Please set down each line of the data again, unchanged.
Raw data START
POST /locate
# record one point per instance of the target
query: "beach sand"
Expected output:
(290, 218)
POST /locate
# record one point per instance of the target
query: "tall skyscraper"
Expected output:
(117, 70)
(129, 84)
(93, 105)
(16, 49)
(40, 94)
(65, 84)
Raw data END
| Answer to this task |
POST /locate
# record one point per instance of the target
query: "beach sand"
Expected output:
(290, 218)
POST /locate
# record one point per instance of the target
query: "tall skyscraper"
Expected output:
(117, 70)
(129, 84)
(93, 105)
(16, 49)
(40, 94)
(65, 84)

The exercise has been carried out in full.